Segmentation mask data
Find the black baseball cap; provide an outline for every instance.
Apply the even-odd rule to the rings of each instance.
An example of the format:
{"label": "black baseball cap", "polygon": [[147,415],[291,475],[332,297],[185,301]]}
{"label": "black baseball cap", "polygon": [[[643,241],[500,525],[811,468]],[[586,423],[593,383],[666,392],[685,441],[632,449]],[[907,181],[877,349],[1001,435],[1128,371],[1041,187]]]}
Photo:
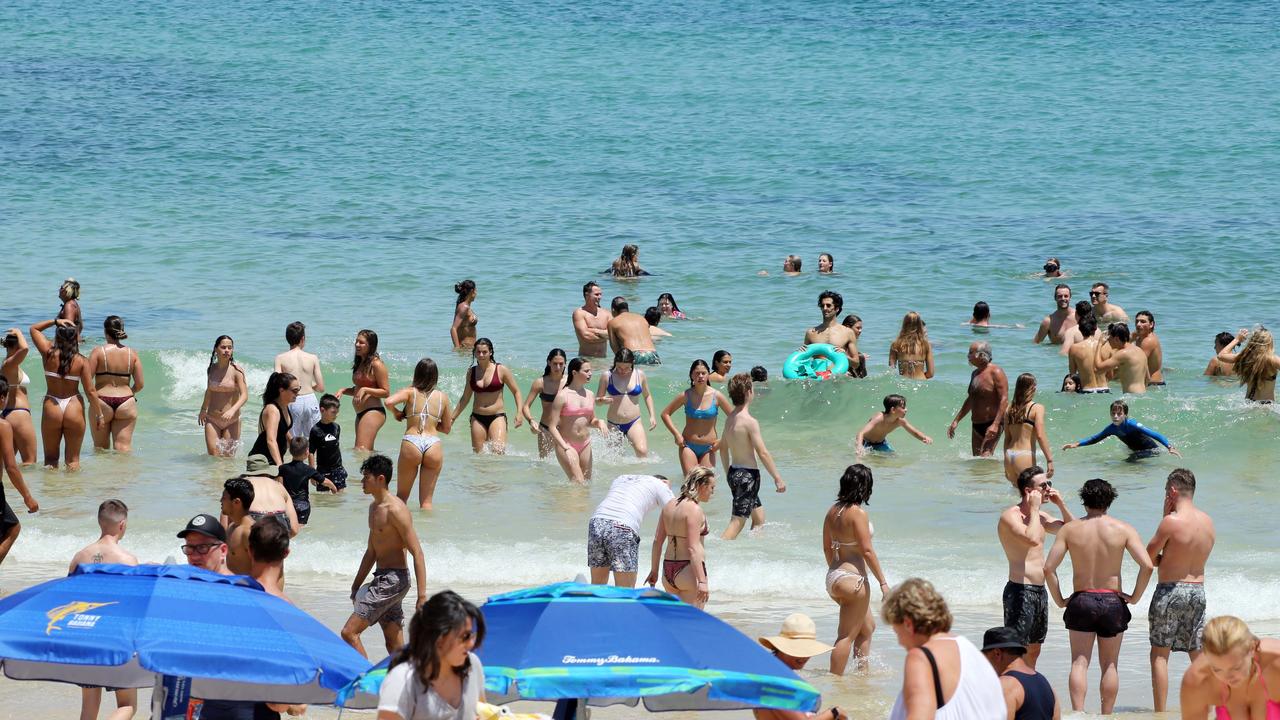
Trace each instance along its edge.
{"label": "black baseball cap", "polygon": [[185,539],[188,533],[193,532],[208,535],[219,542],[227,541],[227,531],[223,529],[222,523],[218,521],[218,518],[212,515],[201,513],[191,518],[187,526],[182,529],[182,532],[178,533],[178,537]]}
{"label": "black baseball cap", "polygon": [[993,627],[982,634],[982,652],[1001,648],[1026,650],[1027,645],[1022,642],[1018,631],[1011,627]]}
...
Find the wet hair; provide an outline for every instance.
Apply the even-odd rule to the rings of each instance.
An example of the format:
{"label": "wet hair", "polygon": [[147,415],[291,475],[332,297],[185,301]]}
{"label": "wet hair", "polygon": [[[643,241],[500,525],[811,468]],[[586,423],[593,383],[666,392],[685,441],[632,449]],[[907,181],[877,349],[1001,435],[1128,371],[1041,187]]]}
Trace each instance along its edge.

Description of the task: Nothing but the lines with "hair" should be returned, copied from the entries above.

Written response:
Find the wet hair; provide an outline for every instance.
{"label": "wet hair", "polygon": [[147,415],[291,475],[332,297],[185,301]]}
{"label": "wet hair", "polygon": [[[643,241],[500,525],[811,468]],[[586,423],[593,383],[666,392],[685,441],[632,449]],[[907,181],[877,349],[1001,435],[1128,371],[1041,187]]]}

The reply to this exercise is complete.